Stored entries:
────────────────────
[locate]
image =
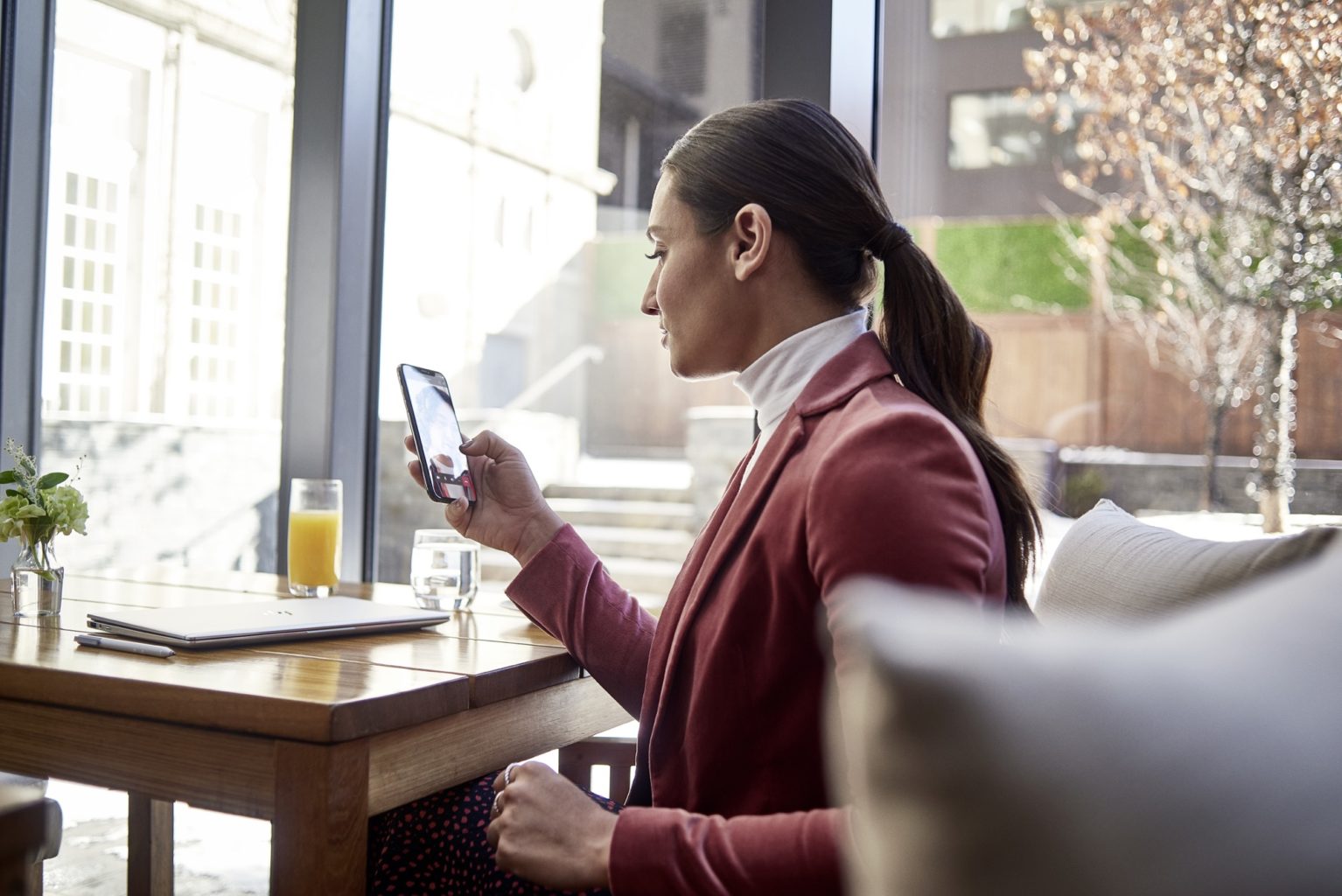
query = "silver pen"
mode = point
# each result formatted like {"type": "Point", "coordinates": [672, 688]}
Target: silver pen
{"type": "Point", "coordinates": [129, 647]}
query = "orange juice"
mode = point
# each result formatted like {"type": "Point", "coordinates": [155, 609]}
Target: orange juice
{"type": "Point", "coordinates": [314, 548]}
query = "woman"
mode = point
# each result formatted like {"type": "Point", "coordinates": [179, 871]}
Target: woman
{"type": "Point", "coordinates": [872, 459]}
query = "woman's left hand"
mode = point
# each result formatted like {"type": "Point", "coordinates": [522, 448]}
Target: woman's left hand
{"type": "Point", "coordinates": [548, 830]}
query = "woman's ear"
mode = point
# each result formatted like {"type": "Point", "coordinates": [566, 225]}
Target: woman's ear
{"type": "Point", "coordinates": [751, 235]}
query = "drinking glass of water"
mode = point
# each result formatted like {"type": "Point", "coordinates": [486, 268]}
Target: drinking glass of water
{"type": "Point", "coordinates": [444, 569]}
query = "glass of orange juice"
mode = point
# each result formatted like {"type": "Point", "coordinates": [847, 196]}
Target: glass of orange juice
{"type": "Point", "coordinates": [314, 511]}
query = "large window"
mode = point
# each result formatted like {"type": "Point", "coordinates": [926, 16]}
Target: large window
{"type": "Point", "coordinates": [955, 18]}
{"type": "Point", "coordinates": [524, 148]}
{"type": "Point", "coordinates": [165, 276]}
{"type": "Point", "coordinates": [999, 129]}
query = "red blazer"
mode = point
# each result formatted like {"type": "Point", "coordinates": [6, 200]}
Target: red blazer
{"type": "Point", "coordinates": [730, 795]}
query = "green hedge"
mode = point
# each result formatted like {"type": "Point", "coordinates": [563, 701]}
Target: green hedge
{"type": "Point", "coordinates": [1013, 266]}
{"type": "Point", "coordinates": [995, 267]}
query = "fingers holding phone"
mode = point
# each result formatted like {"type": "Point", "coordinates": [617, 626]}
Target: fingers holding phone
{"type": "Point", "coordinates": [512, 514]}
{"type": "Point", "coordinates": [486, 485]}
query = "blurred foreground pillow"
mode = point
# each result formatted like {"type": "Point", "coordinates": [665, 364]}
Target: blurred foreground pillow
{"type": "Point", "coordinates": [1201, 755]}
{"type": "Point", "coordinates": [1113, 568]}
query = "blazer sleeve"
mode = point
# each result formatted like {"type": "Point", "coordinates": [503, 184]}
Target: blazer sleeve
{"type": "Point", "coordinates": [567, 591]}
{"type": "Point", "coordinates": [901, 498]}
{"type": "Point", "coordinates": [670, 850]}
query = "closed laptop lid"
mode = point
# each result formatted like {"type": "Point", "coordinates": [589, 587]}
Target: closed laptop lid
{"type": "Point", "coordinates": [281, 620]}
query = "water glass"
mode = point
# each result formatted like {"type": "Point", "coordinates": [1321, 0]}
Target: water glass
{"type": "Point", "coordinates": [444, 569]}
{"type": "Point", "coordinates": [314, 536]}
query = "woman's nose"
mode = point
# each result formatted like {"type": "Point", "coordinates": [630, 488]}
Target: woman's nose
{"type": "Point", "coordinates": [650, 297]}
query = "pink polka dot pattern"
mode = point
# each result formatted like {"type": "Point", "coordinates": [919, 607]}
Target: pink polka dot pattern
{"type": "Point", "coordinates": [437, 845]}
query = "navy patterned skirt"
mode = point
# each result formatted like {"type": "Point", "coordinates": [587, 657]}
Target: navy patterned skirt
{"type": "Point", "coordinates": [437, 845]}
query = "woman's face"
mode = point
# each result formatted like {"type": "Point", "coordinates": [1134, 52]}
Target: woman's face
{"type": "Point", "coordinates": [690, 291]}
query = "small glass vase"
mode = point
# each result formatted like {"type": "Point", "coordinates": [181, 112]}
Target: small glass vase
{"type": "Point", "coordinates": [38, 581]}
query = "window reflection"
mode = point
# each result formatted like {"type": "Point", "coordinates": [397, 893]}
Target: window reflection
{"type": "Point", "coordinates": [954, 18]}
{"type": "Point", "coordinates": [165, 276]}
{"type": "Point", "coordinates": [999, 130]}
{"type": "Point", "coordinates": [524, 146]}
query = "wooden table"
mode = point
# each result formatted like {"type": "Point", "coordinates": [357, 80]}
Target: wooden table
{"type": "Point", "coordinates": [313, 735]}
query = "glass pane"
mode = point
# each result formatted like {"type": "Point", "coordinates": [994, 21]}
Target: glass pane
{"type": "Point", "coordinates": [954, 18]}
{"type": "Point", "coordinates": [161, 123]}
{"type": "Point", "coordinates": [524, 149]}
{"type": "Point", "coordinates": [1000, 129]}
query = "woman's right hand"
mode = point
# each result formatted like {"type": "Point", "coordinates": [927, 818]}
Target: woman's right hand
{"type": "Point", "coordinates": [510, 513]}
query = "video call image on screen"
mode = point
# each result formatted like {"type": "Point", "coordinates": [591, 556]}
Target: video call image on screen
{"type": "Point", "coordinates": [447, 472]}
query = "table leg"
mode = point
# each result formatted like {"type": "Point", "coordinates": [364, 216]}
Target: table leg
{"type": "Point", "coordinates": [319, 830]}
{"type": "Point", "coordinates": [150, 867]}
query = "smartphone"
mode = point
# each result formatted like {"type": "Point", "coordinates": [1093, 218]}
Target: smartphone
{"type": "Point", "coordinates": [437, 436]}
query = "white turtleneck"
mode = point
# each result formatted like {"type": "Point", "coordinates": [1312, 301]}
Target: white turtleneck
{"type": "Point", "coordinates": [779, 375]}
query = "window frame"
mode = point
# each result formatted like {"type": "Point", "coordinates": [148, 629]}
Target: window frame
{"type": "Point", "coordinates": [337, 206]}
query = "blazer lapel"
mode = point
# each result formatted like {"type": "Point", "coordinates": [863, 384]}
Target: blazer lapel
{"type": "Point", "coordinates": [734, 525]}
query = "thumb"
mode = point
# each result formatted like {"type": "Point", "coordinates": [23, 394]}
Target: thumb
{"type": "Point", "coordinates": [490, 444]}
{"type": "Point", "coordinates": [458, 514]}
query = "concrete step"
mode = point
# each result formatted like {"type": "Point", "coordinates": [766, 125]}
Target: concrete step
{"type": "Point", "coordinates": [642, 577]}
{"type": "Point", "coordinates": [645, 543]}
{"type": "Point", "coordinates": [626, 514]}
{"type": "Point", "coordinates": [619, 493]}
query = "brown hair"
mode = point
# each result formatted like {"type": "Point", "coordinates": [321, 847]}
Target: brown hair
{"type": "Point", "coordinates": [819, 186]}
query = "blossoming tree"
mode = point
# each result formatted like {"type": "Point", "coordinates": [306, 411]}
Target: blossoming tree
{"type": "Point", "coordinates": [1216, 123]}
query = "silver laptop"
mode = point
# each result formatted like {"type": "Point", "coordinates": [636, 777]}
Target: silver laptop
{"type": "Point", "coordinates": [241, 624]}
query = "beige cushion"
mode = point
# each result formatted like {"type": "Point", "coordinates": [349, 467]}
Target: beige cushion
{"type": "Point", "coordinates": [1113, 568]}
{"type": "Point", "coordinates": [1198, 757]}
────────────────────
**EXERCISE GOAL:**
Repeat each line above exactly as it reads, omitting any pictures.

**SOLUTION TO THIS TASK:**
[locate]
image =
query = "silver pen"
mode = point
# each result formatted like {"type": "Point", "coordinates": [672, 688]}
Target: silver pen
{"type": "Point", "coordinates": [129, 647]}
query = "orange juice"
mode = point
# each result formatted like {"type": "Point", "coordinates": [155, 609]}
Target: orange juice
{"type": "Point", "coordinates": [314, 548]}
query = "woman"
mode = point
# each result formatted like {"type": "Point", "coordinates": [179, 871]}
Target: woman
{"type": "Point", "coordinates": [872, 459]}
query = "woman's left hand"
mode = point
# each result formatted like {"type": "Point", "coordinates": [522, 448]}
Target: woman's left hand
{"type": "Point", "coordinates": [548, 830]}
query = "woman's ear"
mode = point
# each result formatted like {"type": "Point", "coordinates": [566, 225]}
Target: woman's ear
{"type": "Point", "coordinates": [751, 235]}
query = "drinking glass of water"
mode = point
# each result formatted like {"type": "Point", "coordinates": [486, 268]}
Target: drinking glass of water
{"type": "Point", "coordinates": [444, 569]}
query = "glass of orange juice"
mode = point
# each result formatted like {"type": "Point", "coordinates": [847, 196]}
Target: glass of orange juice
{"type": "Point", "coordinates": [314, 511]}
query = "large window"
mode = point
# each result formatted like {"type": "Point", "coordinates": [926, 16]}
Target: large window
{"type": "Point", "coordinates": [955, 18]}
{"type": "Point", "coordinates": [524, 148]}
{"type": "Point", "coordinates": [165, 276]}
{"type": "Point", "coordinates": [999, 129]}
query = "red blazer"
mode = point
# each result formatted like {"type": "Point", "coordinates": [6, 200]}
Target: red blazer
{"type": "Point", "coordinates": [730, 795]}
query = "green hedge"
mode = point
# each result formatted like {"type": "Point", "coordinates": [563, 701]}
Target: green hedge
{"type": "Point", "coordinates": [1013, 266]}
{"type": "Point", "coordinates": [995, 267]}
query = "fingers holding phone"
mode = point
# each result formatted like {"type": "Point", "coordinates": [617, 626]}
Target: fingers holding phone
{"type": "Point", "coordinates": [512, 514]}
{"type": "Point", "coordinates": [486, 485]}
query = "blurred foreground pillow"
mode = point
# each result formatted like {"type": "Point", "coordinates": [665, 364]}
Target: blurred foreground pillow
{"type": "Point", "coordinates": [1201, 755]}
{"type": "Point", "coordinates": [1113, 568]}
query = "blazer sleeve"
mode = point
# each result formatted like {"type": "Point", "coordinates": [503, 184]}
Target: blazer sleeve
{"type": "Point", "coordinates": [567, 591]}
{"type": "Point", "coordinates": [901, 498]}
{"type": "Point", "coordinates": [670, 850]}
query = "closed laptop lid"
mode = point
# each result formatted like {"type": "Point", "coordinates": [589, 587]}
Target: closed laptop lid
{"type": "Point", "coordinates": [281, 620]}
query = "water glass"
mode = point
# each result formatted like {"type": "Point", "coordinates": [1321, 0]}
Target: water glass
{"type": "Point", "coordinates": [444, 569]}
{"type": "Point", "coordinates": [314, 536]}
query = "woman's nose"
mode = point
# each result formatted like {"type": "Point", "coordinates": [630, 488]}
Target: woman's nose
{"type": "Point", "coordinates": [650, 297]}
query = "pink polka dot pattern"
mode = point
# each result formatted like {"type": "Point", "coordinates": [919, 607]}
Target: pink polka dot pattern
{"type": "Point", "coordinates": [437, 845]}
query = "navy patterned skirt"
mode = point
# each result formatted like {"type": "Point", "coordinates": [587, 657]}
Target: navy patterned skirt
{"type": "Point", "coordinates": [437, 845]}
query = "woman's face"
mode = point
# each result formatted like {"type": "Point", "coordinates": [1134, 52]}
Target: woman's face
{"type": "Point", "coordinates": [690, 291]}
query = "small glass vase"
mode = point
# each result formatted like {"type": "Point", "coordinates": [181, 112]}
Target: small glass vase
{"type": "Point", "coordinates": [38, 581]}
query = "window reflection"
mode = point
# each result formatted like {"type": "Point", "coordinates": [397, 893]}
Target: window reflection
{"type": "Point", "coordinates": [954, 18]}
{"type": "Point", "coordinates": [165, 276]}
{"type": "Point", "coordinates": [999, 130]}
{"type": "Point", "coordinates": [524, 146]}
query = "wooden table"
mode = point
# each result formatted like {"type": "Point", "coordinates": [357, 80]}
Target: wooden table
{"type": "Point", "coordinates": [313, 735]}
query = "glass pane"
mode = point
# each result formatted like {"type": "Point", "coordinates": [994, 21]}
Target: glass pane
{"type": "Point", "coordinates": [954, 18]}
{"type": "Point", "coordinates": [161, 123]}
{"type": "Point", "coordinates": [524, 149]}
{"type": "Point", "coordinates": [1000, 129]}
query = "woman's right hand"
mode = point
# each result formatted like {"type": "Point", "coordinates": [927, 818]}
Target: woman's right hand
{"type": "Point", "coordinates": [510, 513]}
query = "video call image on screen"
mode = point
# each result formatted like {"type": "Point", "coordinates": [591, 556]}
Target: video call image on screen
{"type": "Point", "coordinates": [447, 472]}
query = "table leg"
mode = point
# each result formatted like {"type": "Point", "coordinates": [364, 216]}
Target: table leg
{"type": "Point", "coordinates": [319, 830]}
{"type": "Point", "coordinates": [150, 867]}
query = "smartphone"
mode = point
# each result formatted like {"type": "Point", "coordinates": [1093, 218]}
Target: smartphone
{"type": "Point", "coordinates": [437, 436]}
query = "white turtleneck"
mode = point
# each result formatted like {"type": "Point", "coordinates": [1312, 301]}
Target: white turtleneck
{"type": "Point", "coordinates": [779, 375]}
query = "window frame"
mode = point
# each result formatted like {"type": "Point", "coordinates": [148, 629]}
Target: window frame
{"type": "Point", "coordinates": [337, 206]}
query = "blazer lapel"
mode = point
# each result formatted like {"type": "Point", "coordinates": [863, 384]}
Target: blazer lapel
{"type": "Point", "coordinates": [734, 525]}
query = "thumb"
mode = point
# each result formatted like {"type": "Point", "coordinates": [23, 394]}
Target: thumb
{"type": "Point", "coordinates": [490, 444]}
{"type": "Point", "coordinates": [458, 514]}
query = "concrete step"
mode = point
# each result formatted like {"type": "Point", "coordinates": [766, 125]}
Target: concrete step
{"type": "Point", "coordinates": [642, 577]}
{"type": "Point", "coordinates": [645, 543]}
{"type": "Point", "coordinates": [626, 514]}
{"type": "Point", "coordinates": [619, 493]}
query = "brown hair"
mode = point
# each result formatted like {"type": "Point", "coordinates": [321, 847]}
Target: brown hair
{"type": "Point", "coordinates": [819, 186]}
query = "blossoming tree"
mode = point
# each result formatted like {"type": "Point", "coordinates": [306, 411]}
Target: blossoming tree
{"type": "Point", "coordinates": [1216, 123]}
query = "silver laptop"
mode = point
# each result formatted like {"type": "Point", "coordinates": [636, 777]}
Target: silver laptop
{"type": "Point", "coordinates": [241, 624]}
query = "beige cushion"
mode = point
# each result formatted like {"type": "Point", "coordinates": [349, 467]}
Target: beige cushion
{"type": "Point", "coordinates": [1113, 568]}
{"type": "Point", "coordinates": [1198, 757]}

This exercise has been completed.